(Raw records)
+ + + +

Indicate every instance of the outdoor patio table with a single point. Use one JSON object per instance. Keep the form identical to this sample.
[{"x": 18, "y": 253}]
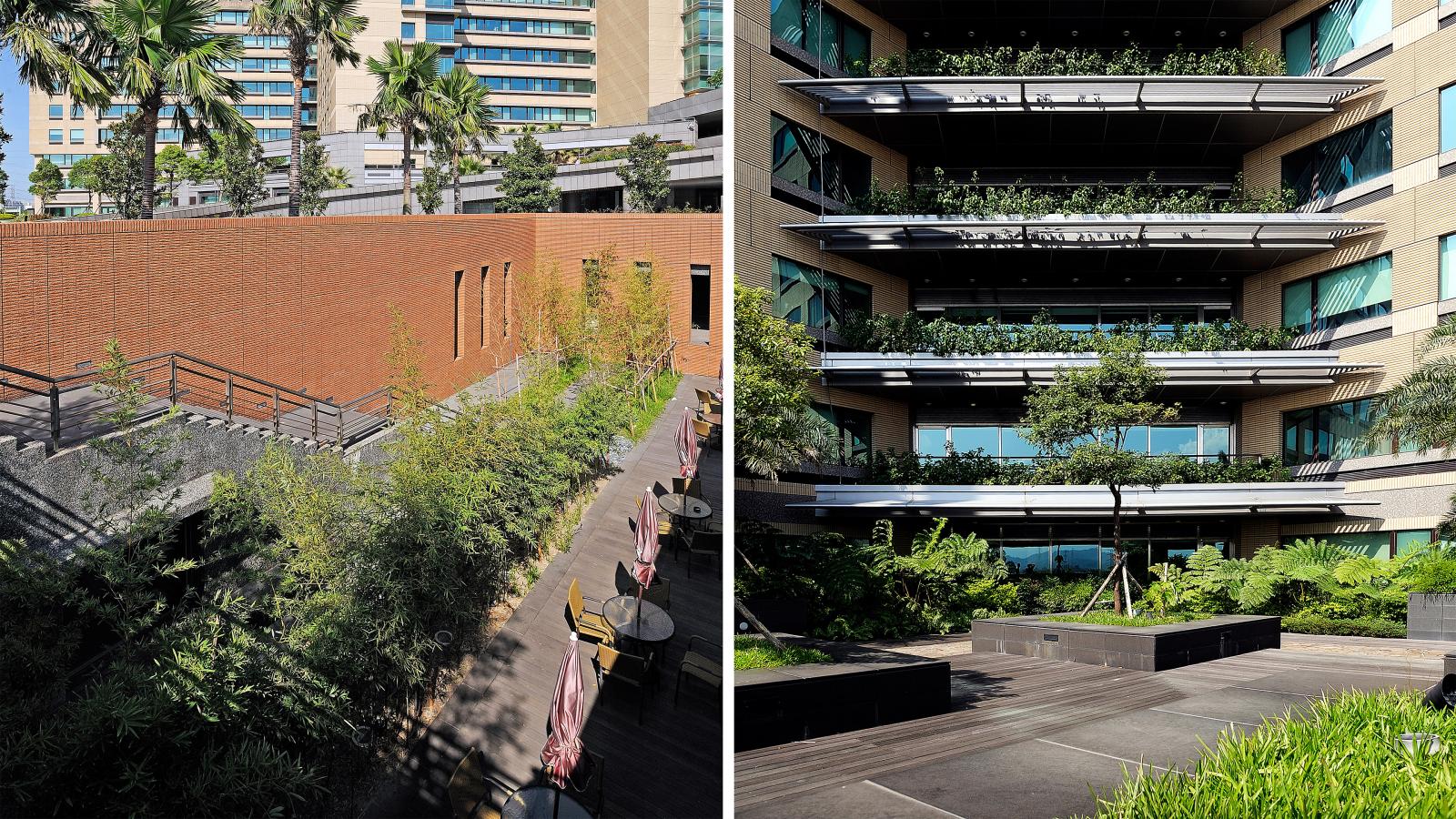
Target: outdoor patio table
[
  {"x": 541, "y": 802},
  {"x": 679, "y": 504},
  {"x": 621, "y": 614}
]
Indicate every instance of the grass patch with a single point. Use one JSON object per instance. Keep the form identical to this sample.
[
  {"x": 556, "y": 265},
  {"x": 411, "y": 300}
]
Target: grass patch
[
  {"x": 664, "y": 385},
  {"x": 757, "y": 653},
  {"x": 1339, "y": 760},
  {"x": 1110, "y": 618}
]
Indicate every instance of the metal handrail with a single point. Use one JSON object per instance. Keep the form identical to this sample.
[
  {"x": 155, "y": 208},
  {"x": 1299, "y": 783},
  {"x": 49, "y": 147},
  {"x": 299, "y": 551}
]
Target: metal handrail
[{"x": 169, "y": 378}]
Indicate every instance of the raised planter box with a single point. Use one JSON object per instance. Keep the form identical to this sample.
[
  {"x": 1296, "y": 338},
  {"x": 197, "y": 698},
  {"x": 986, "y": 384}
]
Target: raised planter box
[
  {"x": 1431, "y": 617},
  {"x": 795, "y": 703},
  {"x": 1150, "y": 647}
]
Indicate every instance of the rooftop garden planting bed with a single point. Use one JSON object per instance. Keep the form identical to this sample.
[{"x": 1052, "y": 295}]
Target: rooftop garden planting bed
[
  {"x": 1037, "y": 62},
  {"x": 883, "y": 332},
  {"x": 750, "y": 652},
  {"x": 975, "y": 468},
  {"x": 944, "y": 197}
]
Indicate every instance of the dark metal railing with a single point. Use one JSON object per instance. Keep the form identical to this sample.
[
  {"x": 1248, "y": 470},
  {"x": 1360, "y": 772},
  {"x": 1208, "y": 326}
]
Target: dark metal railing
[{"x": 76, "y": 407}]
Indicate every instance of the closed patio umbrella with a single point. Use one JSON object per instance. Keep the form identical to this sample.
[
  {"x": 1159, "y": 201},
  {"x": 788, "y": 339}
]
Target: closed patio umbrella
[
  {"x": 688, "y": 445},
  {"x": 564, "y": 745}
]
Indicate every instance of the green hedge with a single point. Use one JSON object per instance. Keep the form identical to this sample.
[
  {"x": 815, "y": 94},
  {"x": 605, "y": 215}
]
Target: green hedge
[
  {"x": 1343, "y": 627},
  {"x": 885, "y": 332},
  {"x": 1036, "y": 62},
  {"x": 1339, "y": 758}
]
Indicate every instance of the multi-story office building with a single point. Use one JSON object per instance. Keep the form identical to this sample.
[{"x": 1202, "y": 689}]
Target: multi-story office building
[
  {"x": 536, "y": 56},
  {"x": 1360, "y": 123},
  {"x": 652, "y": 51}
]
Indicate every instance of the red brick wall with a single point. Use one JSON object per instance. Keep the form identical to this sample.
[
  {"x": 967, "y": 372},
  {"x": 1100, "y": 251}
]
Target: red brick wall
[{"x": 306, "y": 302}]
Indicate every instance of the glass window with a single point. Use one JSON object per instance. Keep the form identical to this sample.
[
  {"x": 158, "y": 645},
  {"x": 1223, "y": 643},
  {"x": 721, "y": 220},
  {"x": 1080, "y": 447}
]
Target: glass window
[
  {"x": 852, "y": 431},
  {"x": 1341, "y": 160},
  {"x": 972, "y": 439},
  {"x": 814, "y": 162},
  {"x": 1174, "y": 440},
  {"x": 1354, "y": 292},
  {"x": 813, "y": 298},
  {"x": 1448, "y": 118},
  {"x": 1334, "y": 31},
  {"x": 1448, "y": 267},
  {"x": 1331, "y": 431},
  {"x": 929, "y": 442},
  {"x": 822, "y": 31}
]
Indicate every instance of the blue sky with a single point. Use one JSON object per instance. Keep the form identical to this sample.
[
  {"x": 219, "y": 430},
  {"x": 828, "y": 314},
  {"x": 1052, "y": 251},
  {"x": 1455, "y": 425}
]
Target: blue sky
[{"x": 16, "y": 121}]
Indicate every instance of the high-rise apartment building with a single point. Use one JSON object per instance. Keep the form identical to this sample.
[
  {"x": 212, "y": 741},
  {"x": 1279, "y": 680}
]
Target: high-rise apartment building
[
  {"x": 654, "y": 51},
  {"x": 536, "y": 56},
  {"x": 1353, "y": 111}
]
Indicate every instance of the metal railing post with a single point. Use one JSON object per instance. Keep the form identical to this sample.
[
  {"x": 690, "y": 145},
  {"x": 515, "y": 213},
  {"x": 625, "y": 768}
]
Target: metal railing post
[{"x": 56, "y": 416}]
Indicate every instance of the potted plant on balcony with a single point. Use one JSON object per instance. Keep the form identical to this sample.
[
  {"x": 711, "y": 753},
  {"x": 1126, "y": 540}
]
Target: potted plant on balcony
[{"x": 1431, "y": 614}]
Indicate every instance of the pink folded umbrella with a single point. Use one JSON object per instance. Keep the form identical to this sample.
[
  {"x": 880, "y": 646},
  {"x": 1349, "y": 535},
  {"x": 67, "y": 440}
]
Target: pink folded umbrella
[
  {"x": 564, "y": 745},
  {"x": 647, "y": 542},
  {"x": 688, "y": 446}
]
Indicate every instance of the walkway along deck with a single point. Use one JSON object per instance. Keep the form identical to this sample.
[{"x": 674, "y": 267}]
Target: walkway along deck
[{"x": 667, "y": 767}]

+ + + +

◆ **AIM OF THE EXERCISE**: Using the material above, extract the line that contains "Indicate every instance of the metal railing" and every line after it, exactly as given; stop at the last line.

◆ **WRITTEN RESPONSE**:
Indicate every instance of the metal railing post with a single point. Use one JSON object per instance. Keep the form identical to this sample.
[
  {"x": 690, "y": 145},
  {"x": 515, "y": 213},
  {"x": 625, "y": 768}
]
Target: metal railing post
[{"x": 56, "y": 416}]
Indicate every instance of the potted plant on balcony with a single point. Use one JSON object per instance. Keep the form identical to this sample.
[
  {"x": 711, "y": 753},
  {"x": 1126, "y": 540}
]
Target: potted plant on balcony
[{"x": 1431, "y": 614}]
Indicate every instance of the pink folded umbrella with a single point. Use one JSON object per instance. Keep the form identical to this sample.
[
  {"x": 880, "y": 646},
  {"x": 1349, "y": 535},
  {"x": 67, "y": 440}
]
Target: pink folded umbrella
[
  {"x": 564, "y": 745},
  {"x": 647, "y": 542},
  {"x": 688, "y": 446}
]
Indicate every instance of the walkway along deck with a single point. Use one JSON object per instance. Keep the form identical to this sample.
[{"x": 674, "y": 267}]
Target: walkway along deck
[{"x": 667, "y": 767}]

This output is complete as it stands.